* TASK INSTRUCTIONS *
After locating the line that holds "of the driftwood", transcribe it and each following line to the end of the records, changing nothing and adding nothing.
(DATA FOR THE TASK begins)
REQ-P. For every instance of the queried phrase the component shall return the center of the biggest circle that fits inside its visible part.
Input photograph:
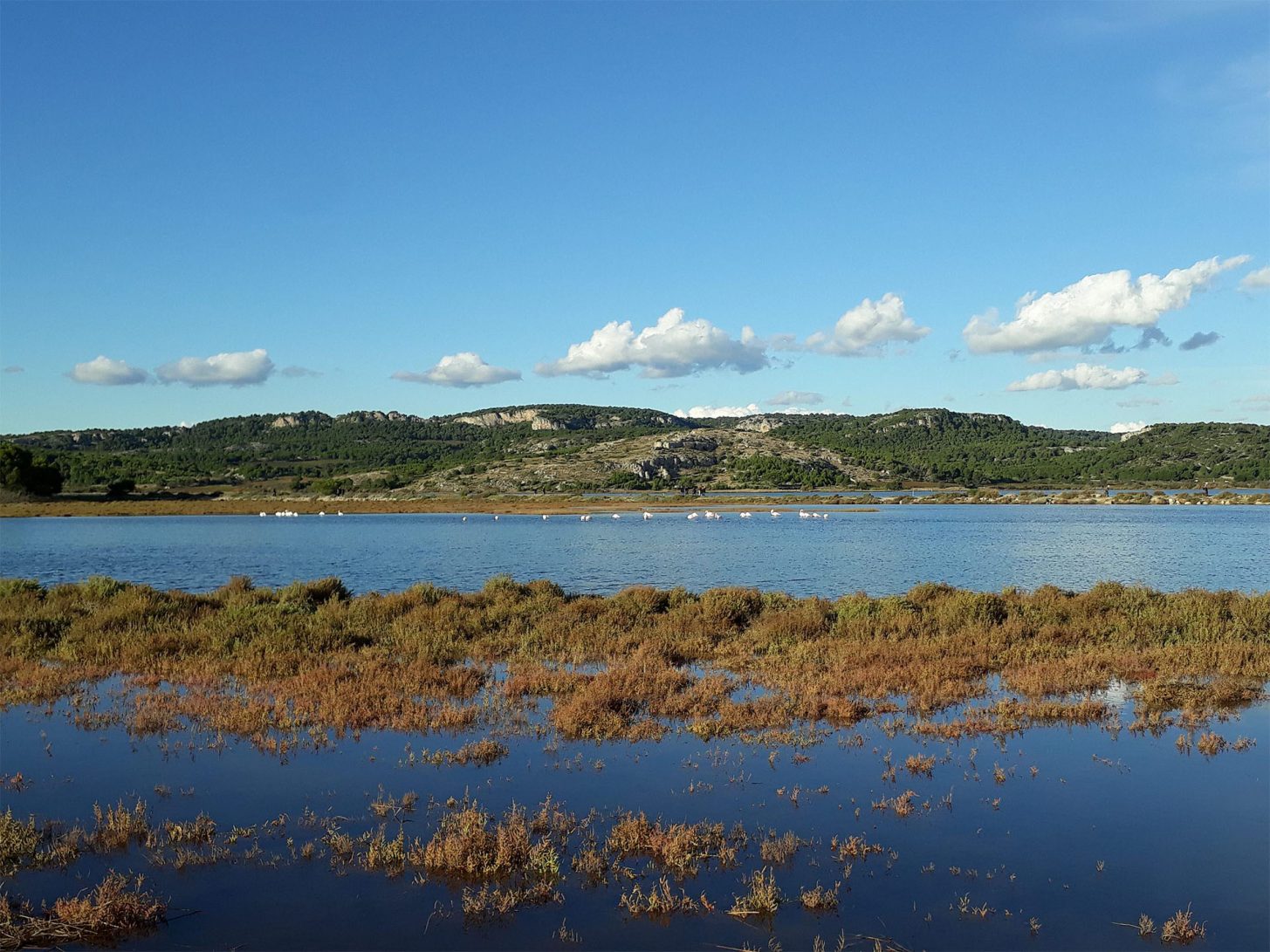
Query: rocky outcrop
(376, 416)
(676, 455)
(503, 418)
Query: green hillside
(619, 447)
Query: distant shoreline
(575, 505)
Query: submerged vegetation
(284, 665)
(943, 670)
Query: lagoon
(887, 551)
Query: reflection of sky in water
(1121, 798)
(885, 551)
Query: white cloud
(868, 328)
(1133, 427)
(234, 370)
(1083, 376)
(704, 413)
(106, 372)
(1258, 279)
(461, 370)
(1086, 312)
(670, 348)
(792, 398)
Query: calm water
(881, 552)
(1097, 796)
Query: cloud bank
(867, 329)
(669, 348)
(231, 370)
(1086, 312)
(1083, 376)
(793, 398)
(1199, 339)
(105, 372)
(705, 413)
(461, 370)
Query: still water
(1109, 826)
(881, 552)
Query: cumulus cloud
(234, 370)
(296, 371)
(461, 370)
(105, 372)
(705, 413)
(1199, 339)
(1086, 312)
(669, 348)
(867, 329)
(1083, 376)
(793, 398)
(1133, 427)
(1258, 279)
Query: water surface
(888, 551)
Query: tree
(119, 489)
(22, 472)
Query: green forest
(319, 452)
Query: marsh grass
(285, 667)
(1181, 928)
(114, 909)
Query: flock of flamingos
(645, 514)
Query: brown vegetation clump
(820, 899)
(117, 826)
(680, 848)
(764, 898)
(1181, 928)
(662, 901)
(285, 665)
(117, 907)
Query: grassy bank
(566, 504)
(284, 663)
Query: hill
(566, 447)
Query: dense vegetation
(387, 451)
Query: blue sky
(209, 209)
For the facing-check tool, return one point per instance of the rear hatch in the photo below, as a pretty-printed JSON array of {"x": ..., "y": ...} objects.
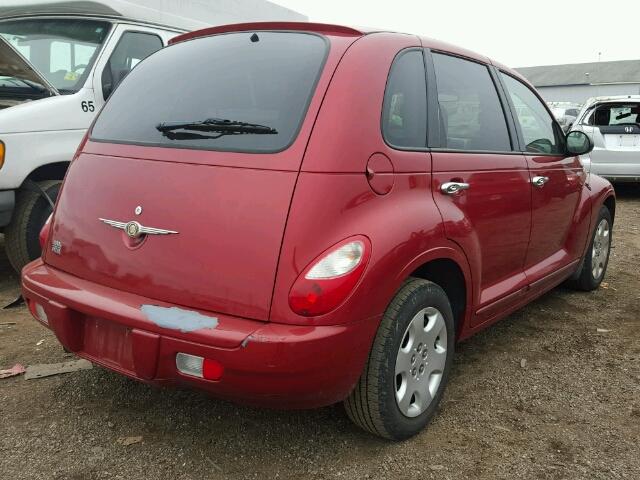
[
  {"x": 173, "y": 151},
  {"x": 616, "y": 133}
]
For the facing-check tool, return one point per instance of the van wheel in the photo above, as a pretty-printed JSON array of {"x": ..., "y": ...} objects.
[
  {"x": 21, "y": 235},
  {"x": 408, "y": 367},
  {"x": 596, "y": 259}
]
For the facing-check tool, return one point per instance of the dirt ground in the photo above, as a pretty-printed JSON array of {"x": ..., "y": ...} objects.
[{"x": 552, "y": 392}]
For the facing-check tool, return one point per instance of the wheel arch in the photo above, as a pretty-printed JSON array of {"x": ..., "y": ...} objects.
[
  {"x": 447, "y": 267},
  {"x": 49, "y": 171},
  {"x": 610, "y": 203}
]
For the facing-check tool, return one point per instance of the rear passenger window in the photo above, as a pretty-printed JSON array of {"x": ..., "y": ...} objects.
[
  {"x": 404, "y": 115},
  {"x": 471, "y": 115},
  {"x": 536, "y": 123},
  {"x": 132, "y": 48}
]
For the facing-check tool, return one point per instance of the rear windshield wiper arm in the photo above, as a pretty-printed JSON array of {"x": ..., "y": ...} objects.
[{"x": 217, "y": 125}]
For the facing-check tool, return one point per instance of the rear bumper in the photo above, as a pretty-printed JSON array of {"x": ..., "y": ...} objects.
[
  {"x": 265, "y": 364},
  {"x": 7, "y": 204}
]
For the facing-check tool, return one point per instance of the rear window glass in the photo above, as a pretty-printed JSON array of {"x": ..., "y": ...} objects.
[
  {"x": 609, "y": 115},
  {"x": 246, "y": 92}
]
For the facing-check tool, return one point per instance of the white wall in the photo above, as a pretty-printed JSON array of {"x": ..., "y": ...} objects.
[{"x": 580, "y": 93}]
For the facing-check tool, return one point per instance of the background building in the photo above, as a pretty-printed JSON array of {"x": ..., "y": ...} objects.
[{"x": 579, "y": 81}]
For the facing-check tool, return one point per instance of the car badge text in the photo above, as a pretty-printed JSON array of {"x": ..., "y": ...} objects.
[{"x": 134, "y": 229}]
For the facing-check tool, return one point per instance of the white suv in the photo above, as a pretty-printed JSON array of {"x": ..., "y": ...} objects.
[
  {"x": 613, "y": 123},
  {"x": 56, "y": 71}
]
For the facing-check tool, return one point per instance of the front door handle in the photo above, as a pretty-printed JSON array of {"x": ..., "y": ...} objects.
[
  {"x": 451, "y": 188},
  {"x": 539, "y": 181}
]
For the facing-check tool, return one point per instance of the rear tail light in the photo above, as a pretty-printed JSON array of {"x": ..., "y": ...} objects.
[
  {"x": 44, "y": 232},
  {"x": 200, "y": 367},
  {"x": 329, "y": 280}
]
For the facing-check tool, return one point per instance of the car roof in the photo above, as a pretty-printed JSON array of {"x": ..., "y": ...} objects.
[
  {"x": 612, "y": 99},
  {"x": 341, "y": 30}
]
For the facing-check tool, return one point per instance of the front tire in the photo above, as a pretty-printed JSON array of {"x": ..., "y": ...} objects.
[
  {"x": 408, "y": 368},
  {"x": 22, "y": 234},
  {"x": 596, "y": 259}
]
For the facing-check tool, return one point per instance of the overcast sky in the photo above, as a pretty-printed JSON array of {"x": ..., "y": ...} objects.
[{"x": 517, "y": 33}]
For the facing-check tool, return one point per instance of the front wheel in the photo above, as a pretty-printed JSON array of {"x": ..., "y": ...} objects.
[
  {"x": 596, "y": 260},
  {"x": 22, "y": 240},
  {"x": 408, "y": 367}
]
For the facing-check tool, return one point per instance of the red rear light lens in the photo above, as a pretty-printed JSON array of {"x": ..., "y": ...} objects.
[
  {"x": 329, "y": 280},
  {"x": 44, "y": 233}
]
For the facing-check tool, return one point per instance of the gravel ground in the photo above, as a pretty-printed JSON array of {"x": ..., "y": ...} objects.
[{"x": 551, "y": 392}]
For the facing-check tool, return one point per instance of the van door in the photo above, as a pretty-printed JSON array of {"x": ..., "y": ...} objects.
[
  {"x": 480, "y": 185},
  {"x": 557, "y": 182},
  {"x": 128, "y": 46}
]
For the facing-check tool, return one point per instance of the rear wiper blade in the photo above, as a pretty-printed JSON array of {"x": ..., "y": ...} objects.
[{"x": 220, "y": 125}]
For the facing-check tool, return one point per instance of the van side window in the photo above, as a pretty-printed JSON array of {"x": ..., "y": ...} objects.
[
  {"x": 132, "y": 48},
  {"x": 536, "y": 123},
  {"x": 404, "y": 111},
  {"x": 471, "y": 115}
]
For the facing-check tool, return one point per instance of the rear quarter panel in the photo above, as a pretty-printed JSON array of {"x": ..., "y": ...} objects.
[{"x": 333, "y": 199}]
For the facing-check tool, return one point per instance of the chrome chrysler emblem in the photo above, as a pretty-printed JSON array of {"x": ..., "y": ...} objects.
[{"x": 134, "y": 230}]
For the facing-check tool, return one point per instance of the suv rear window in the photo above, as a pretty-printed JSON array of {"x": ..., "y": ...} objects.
[
  {"x": 263, "y": 78},
  {"x": 614, "y": 114}
]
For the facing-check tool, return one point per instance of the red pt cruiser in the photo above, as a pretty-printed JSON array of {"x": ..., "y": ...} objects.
[{"x": 294, "y": 215}]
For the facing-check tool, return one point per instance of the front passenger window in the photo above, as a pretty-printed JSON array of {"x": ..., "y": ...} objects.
[
  {"x": 132, "y": 48},
  {"x": 536, "y": 123}
]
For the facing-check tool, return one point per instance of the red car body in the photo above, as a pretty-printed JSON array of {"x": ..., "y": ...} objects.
[{"x": 494, "y": 248}]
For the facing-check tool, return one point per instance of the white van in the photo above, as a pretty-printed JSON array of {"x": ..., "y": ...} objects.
[{"x": 59, "y": 62}]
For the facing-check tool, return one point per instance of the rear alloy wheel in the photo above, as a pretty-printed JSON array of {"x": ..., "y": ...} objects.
[
  {"x": 22, "y": 240},
  {"x": 408, "y": 367},
  {"x": 594, "y": 264}
]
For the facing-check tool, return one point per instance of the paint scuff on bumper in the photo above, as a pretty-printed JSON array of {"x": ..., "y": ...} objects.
[{"x": 175, "y": 318}]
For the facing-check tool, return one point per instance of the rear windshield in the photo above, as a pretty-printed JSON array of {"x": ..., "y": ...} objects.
[
  {"x": 245, "y": 92},
  {"x": 614, "y": 114}
]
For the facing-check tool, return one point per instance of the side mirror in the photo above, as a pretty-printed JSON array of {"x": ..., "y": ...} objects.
[{"x": 578, "y": 143}]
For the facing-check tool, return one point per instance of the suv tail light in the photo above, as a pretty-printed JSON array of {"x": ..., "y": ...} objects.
[
  {"x": 44, "y": 233},
  {"x": 329, "y": 279}
]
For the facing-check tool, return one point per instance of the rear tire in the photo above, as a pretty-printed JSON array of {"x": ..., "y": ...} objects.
[
  {"x": 596, "y": 259},
  {"x": 405, "y": 377},
  {"x": 22, "y": 234}
]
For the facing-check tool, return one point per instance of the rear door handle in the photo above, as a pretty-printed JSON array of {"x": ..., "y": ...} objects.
[
  {"x": 451, "y": 188},
  {"x": 539, "y": 181}
]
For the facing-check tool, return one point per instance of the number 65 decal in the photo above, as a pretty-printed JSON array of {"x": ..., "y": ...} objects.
[{"x": 87, "y": 106}]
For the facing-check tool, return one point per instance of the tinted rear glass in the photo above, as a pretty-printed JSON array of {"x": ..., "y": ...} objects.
[{"x": 265, "y": 78}]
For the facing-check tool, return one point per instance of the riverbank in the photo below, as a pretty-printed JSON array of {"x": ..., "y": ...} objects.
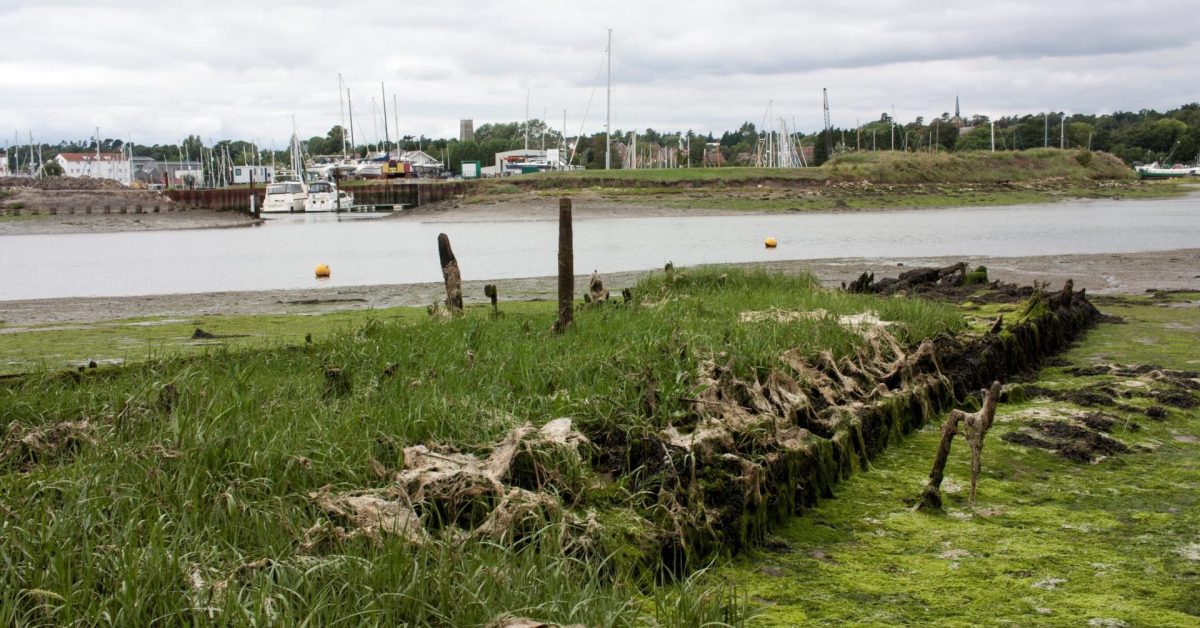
[
  {"x": 515, "y": 471},
  {"x": 186, "y": 219},
  {"x": 1099, "y": 274},
  {"x": 1086, "y": 510}
]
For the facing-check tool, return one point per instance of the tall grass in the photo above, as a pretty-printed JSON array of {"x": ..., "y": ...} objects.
[{"x": 186, "y": 501}]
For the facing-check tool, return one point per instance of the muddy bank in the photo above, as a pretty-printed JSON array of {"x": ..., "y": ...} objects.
[
  {"x": 79, "y": 222},
  {"x": 60, "y": 204},
  {"x": 1099, "y": 274}
]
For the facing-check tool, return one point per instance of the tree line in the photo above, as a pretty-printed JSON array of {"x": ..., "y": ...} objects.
[{"x": 1137, "y": 137}]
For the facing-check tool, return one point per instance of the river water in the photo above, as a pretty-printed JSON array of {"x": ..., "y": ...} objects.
[{"x": 365, "y": 250}]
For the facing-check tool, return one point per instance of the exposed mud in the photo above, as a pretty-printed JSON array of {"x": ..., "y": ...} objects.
[{"x": 1074, "y": 441}]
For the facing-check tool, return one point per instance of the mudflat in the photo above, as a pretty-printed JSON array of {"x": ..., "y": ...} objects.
[{"x": 1099, "y": 274}]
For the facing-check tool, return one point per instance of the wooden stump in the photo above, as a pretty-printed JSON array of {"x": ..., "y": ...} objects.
[
  {"x": 975, "y": 428},
  {"x": 490, "y": 292},
  {"x": 595, "y": 288},
  {"x": 450, "y": 274}
]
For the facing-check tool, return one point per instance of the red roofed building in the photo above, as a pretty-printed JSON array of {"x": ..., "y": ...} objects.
[{"x": 99, "y": 166}]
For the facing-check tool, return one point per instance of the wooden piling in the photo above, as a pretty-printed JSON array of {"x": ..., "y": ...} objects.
[
  {"x": 490, "y": 292},
  {"x": 450, "y": 274},
  {"x": 565, "y": 267}
]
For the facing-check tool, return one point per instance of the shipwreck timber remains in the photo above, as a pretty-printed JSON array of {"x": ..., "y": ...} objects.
[{"x": 750, "y": 452}]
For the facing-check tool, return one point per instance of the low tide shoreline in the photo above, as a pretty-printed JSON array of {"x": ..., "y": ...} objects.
[{"x": 1099, "y": 274}]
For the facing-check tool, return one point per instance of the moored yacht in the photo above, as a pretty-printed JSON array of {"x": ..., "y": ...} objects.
[
  {"x": 286, "y": 197},
  {"x": 324, "y": 196}
]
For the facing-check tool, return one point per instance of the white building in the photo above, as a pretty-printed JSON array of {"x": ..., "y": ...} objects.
[
  {"x": 257, "y": 174},
  {"x": 103, "y": 166},
  {"x": 525, "y": 161}
]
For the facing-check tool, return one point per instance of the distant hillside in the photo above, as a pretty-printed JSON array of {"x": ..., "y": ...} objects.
[
  {"x": 977, "y": 166},
  {"x": 883, "y": 167}
]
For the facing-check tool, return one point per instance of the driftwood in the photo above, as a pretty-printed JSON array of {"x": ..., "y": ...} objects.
[
  {"x": 490, "y": 292},
  {"x": 913, "y": 280},
  {"x": 975, "y": 428},
  {"x": 565, "y": 267},
  {"x": 450, "y": 274},
  {"x": 597, "y": 294}
]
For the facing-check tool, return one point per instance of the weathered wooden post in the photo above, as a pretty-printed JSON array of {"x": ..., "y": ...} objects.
[
  {"x": 975, "y": 428},
  {"x": 450, "y": 274},
  {"x": 565, "y": 267},
  {"x": 490, "y": 292}
]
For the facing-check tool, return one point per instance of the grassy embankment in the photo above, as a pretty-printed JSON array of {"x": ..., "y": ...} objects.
[
  {"x": 179, "y": 490},
  {"x": 863, "y": 180},
  {"x": 1051, "y": 542}
]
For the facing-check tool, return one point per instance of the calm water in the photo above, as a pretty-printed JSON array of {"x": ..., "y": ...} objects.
[{"x": 370, "y": 251}]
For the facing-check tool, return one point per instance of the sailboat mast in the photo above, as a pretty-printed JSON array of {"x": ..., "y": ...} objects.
[
  {"x": 349, "y": 105},
  {"x": 607, "y": 115},
  {"x": 341, "y": 105},
  {"x": 387, "y": 141}
]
(DATA FOR THE TASK ends)
* SOLUTION *
For the facing-check tool, return one point per instance of the driftwood in the photo above, as a pretty-printed JSON array of {"x": ..., "y": ...} objects.
[
  {"x": 490, "y": 292},
  {"x": 913, "y": 280},
  {"x": 975, "y": 428},
  {"x": 565, "y": 267},
  {"x": 450, "y": 274},
  {"x": 597, "y": 294}
]
For the facing-check tool, return one point per instance of the weathered wooden post in the photo above, as a pretty-printed JSON array of {"x": ..., "y": ...} objects.
[
  {"x": 975, "y": 428},
  {"x": 450, "y": 274},
  {"x": 565, "y": 267},
  {"x": 490, "y": 292}
]
For the facing-check tool, return one point per instance of the grassy embankment in the photo above, as a pretty-printed JSON array of {"x": ..., "y": ...} objects.
[
  {"x": 179, "y": 490},
  {"x": 863, "y": 180},
  {"x": 1051, "y": 542}
]
For the facing-check tool, return one point per instance of the calm water in the photo above, as a pretty-printed JSON array of {"x": ..., "y": ...} objects.
[{"x": 370, "y": 251}]
For the facing-check tool, return one point per instance of the sailboat mast in the photo above, as a pretty-printed JSON array of {"x": ..., "y": ...} objects.
[
  {"x": 349, "y": 105},
  {"x": 607, "y": 115},
  {"x": 341, "y": 105},
  {"x": 387, "y": 141}
]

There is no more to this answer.